◆ **Prompt**
Transcribe all of the records precisely as they are presented.

### Listed records

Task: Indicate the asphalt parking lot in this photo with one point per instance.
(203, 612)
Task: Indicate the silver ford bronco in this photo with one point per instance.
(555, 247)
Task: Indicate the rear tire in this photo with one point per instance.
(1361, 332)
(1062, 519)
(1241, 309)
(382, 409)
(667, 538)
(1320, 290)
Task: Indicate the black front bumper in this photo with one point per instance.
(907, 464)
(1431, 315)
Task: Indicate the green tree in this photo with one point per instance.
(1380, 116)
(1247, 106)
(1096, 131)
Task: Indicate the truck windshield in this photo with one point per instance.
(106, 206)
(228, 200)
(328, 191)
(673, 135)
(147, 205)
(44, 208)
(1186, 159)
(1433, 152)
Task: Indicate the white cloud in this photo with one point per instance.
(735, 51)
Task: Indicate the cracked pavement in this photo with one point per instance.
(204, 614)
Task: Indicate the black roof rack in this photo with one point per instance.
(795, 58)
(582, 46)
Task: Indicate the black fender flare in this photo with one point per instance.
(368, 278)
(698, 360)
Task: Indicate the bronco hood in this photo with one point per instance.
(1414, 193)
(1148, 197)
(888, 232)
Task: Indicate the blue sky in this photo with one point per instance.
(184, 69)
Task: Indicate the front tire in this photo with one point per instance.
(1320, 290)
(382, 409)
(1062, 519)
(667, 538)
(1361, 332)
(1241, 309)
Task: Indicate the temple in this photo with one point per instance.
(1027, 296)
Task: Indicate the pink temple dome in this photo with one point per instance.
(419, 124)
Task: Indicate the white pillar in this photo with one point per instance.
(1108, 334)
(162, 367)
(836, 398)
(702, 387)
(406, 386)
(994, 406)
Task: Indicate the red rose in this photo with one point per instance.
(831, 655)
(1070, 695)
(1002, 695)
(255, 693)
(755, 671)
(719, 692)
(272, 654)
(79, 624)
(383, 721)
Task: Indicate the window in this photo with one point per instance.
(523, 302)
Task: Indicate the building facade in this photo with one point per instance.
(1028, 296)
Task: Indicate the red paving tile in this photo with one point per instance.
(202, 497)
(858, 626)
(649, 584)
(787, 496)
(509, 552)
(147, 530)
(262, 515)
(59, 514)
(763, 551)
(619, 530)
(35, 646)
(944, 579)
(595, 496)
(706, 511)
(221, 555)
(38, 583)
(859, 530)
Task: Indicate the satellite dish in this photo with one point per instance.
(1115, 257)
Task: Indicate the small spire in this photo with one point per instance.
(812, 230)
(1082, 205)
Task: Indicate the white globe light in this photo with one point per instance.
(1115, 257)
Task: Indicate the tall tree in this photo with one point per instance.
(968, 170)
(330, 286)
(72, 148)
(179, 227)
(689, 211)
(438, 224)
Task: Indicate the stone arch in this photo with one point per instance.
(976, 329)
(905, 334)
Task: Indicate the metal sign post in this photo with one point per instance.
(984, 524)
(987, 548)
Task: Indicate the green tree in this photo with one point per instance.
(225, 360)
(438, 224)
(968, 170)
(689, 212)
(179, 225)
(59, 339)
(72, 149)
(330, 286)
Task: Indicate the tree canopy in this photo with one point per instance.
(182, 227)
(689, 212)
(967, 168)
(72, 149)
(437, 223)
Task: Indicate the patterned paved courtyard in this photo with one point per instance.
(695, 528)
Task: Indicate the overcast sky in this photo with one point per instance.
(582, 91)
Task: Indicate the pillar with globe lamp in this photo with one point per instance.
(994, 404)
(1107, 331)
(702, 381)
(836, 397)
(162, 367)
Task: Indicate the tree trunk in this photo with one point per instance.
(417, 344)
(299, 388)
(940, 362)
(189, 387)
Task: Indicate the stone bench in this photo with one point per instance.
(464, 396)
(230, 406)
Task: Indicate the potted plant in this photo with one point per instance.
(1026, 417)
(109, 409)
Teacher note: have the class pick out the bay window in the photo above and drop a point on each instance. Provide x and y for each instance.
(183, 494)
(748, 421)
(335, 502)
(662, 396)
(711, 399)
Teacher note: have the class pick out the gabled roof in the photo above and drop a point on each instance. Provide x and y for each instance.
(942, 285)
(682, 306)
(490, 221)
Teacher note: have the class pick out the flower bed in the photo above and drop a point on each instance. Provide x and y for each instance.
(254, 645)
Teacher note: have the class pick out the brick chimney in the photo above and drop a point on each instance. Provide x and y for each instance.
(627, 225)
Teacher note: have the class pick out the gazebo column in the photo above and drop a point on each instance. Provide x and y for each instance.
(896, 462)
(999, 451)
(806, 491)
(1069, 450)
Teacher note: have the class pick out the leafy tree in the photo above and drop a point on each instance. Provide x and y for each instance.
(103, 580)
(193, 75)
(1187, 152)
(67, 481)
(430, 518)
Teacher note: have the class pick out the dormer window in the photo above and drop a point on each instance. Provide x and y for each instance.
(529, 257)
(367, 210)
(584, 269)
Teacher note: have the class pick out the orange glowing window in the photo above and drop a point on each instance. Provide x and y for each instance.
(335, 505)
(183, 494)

######

◆ **Reply**
Task: Indicate the asphalt parking lot in this photo with one point per instance.
(203, 612)
Task: Indicate the silver ford bronco in this photo with one point per instance.
(555, 247)
Task: Indicate the rear tire in this photo with one point per instance.
(1361, 332)
(1062, 519)
(1241, 309)
(382, 409)
(667, 538)
(1320, 290)
Task: Indicate the black front bumper in this photo with one point per instance.
(907, 464)
(1431, 315)
Task: Indicate the green tree in this photo with one point per instance.
(1380, 116)
(1247, 106)
(1096, 131)
Task: Indicate the truck windshield in this photo with one point per instance.
(106, 206)
(228, 200)
(328, 191)
(673, 135)
(147, 205)
(44, 208)
(1186, 159)
(1433, 152)
Task: Indicate the white cloud in this photo with one point per instance.
(735, 51)
Task: Indicate the cracked pavement in this photo with one point per instance.
(204, 614)
Task: Indicate the black roof rack in this photo with one point per instance.
(795, 58)
(582, 46)
Task: Indicate the black fender flare in this photo with one point per instance.
(368, 278)
(698, 360)
Task: Indicate the bronco hood in this photo with one point per instance.
(1414, 193)
(1148, 197)
(888, 232)
Task: Indicate the blue sky in this photo with one point per instance.
(184, 69)
Task: Indicate the front tire in this photo with one point per instance.
(1320, 290)
(382, 409)
(1062, 519)
(667, 538)
(1361, 332)
(1241, 309)
Task: Indicate the temple in this photo with one point per instance.
(1027, 296)
Task: Indicate the pink temple dome in this photo with one point per instance.
(419, 124)
Task: Indicate the white pillar in this photo with one point per instance.
(1108, 334)
(162, 367)
(836, 398)
(702, 387)
(406, 386)
(994, 406)
Task: Indicate the red rose in this photo with one point per instance.
(831, 655)
(1070, 695)
(1002, 695)
(255, 693)
(755, 671)
(719, 692)
(272, 654)
(79, 624)
(383, 721)
Task: Indicate the window in this photo with one point per instance.
(523, 302)
Task: Indicate the building facade in this photo with one point per instance.
(1028, 296)
Task: Indicate the red paving tile in this photo with one point per instance.
(202, 497)
(858, 626)
(649, 584)
(787, 496)
(509, 552)
(147, 530)
(262, 515)
(59, 514)
(763, 551)
(619, 530)
(35, 646)
(944, 579)
(595, 496)
(706, 511)
(221, 555)
(38, 583)
(859, 530)
Task: Indicate the satellite dish in this photo with one point per instance.
(1115, 257)
Task: Indicate the small spire in this photo with one point per instance.
(812, 230)
(1082, 205)
Task: Indicate the white globe light in this photo with one point per instance.
(1115, 257)
Task: Indicate the tall tree in this photo with one point per instance.
(968, 170)
(330, 286)
(72, 148)
(179, 227)
(689, 211)
(438, 224)
Task: Indicate the stone arch in this photo with one point per instance.
(976, 329)
(905, 334)
Task: Indicate the metal sign post in this photo with one point per instance.
(984, 524)
(987, 548)
Task: Indicate the green tree in this photo with one point per instance.
(225, 360)
(438, 224)
(968, 170)
(689, 212)
(179, 225)
(59, 339)
(72, 149)
(330, 286)
Task: Indicate the tree canopy in this photo with one point per instance.
(182, 227)
(689, 212)
(967, 168)
(72, 149)
(437, 223)
Task: Indicate the patterned paved courtyard in this photo with one point per instance.
(695, 528)
Task: Indicate the overcast sky in this photo with one point per instance.
(582, 91)
Task: Indicate the pillar with globe lamp in this photo with one point per instance.
(994, 404)
(1107, 331)
(702, 381)
(836, 397)
(162, 367)
Task: Indicate the tree trunk in this photo with one point per instance.
(417, 344)
(299, 388)
(940, 362)
(189, 387)
Task: Indicate the stone bench in this photo with one point per instance.
(464, 396)
(230, 406)
Task: Indicate the potted plant in this photo with one point per instance.
(1026, 417)
(109, 409)
Teacher note: have the class pick out the bay window in the photo above and drop a point on each instance. Provide x and y for each instance.
(183, 494)
(748, 421)
(335, 502)
(662, 396)
(711, 399)
Teacher note: have the class pick out the gabled roof in the photo above and drop a point on each instance. Provide x and y for each instance.
(942, 285)
(682, 306)
(490, 221)
Teacher note: have the class pick out the flower bed in the photo above and drop a point on each instance. Provide x and y for each instance.
(254, 645)
Teacher note: have the class pick out the brick chimney in the photo above and drop a point on each instance. Provide x and y for each instance.
(627, 225)
Teacher note: have the class pick out the gazebo column in the photo above and drop a point on each instance. Provide x and y for each instance.
(896, 462)
(999, 451)
(806, 491)
(1069, 450)
Teacher note: have the class pick out the leafy tree in the photo above and drop a point on each instance. Provide x and y for each instance.
(103, 580)
(193, 75)
(1187, 152)
(67, 481)
(430, 518)
Teacher note: have the class pick out the dormer window in the photo above and drop a point on each instance. Provide x and y for each instance.
(529, 257)
(367, 210)
(584, 269)
Teacher note: have the class pick out the orange glowing window in the photo above and drop a point on each instance. Provide x and y for each instance.
(335, 505)
(183, 494)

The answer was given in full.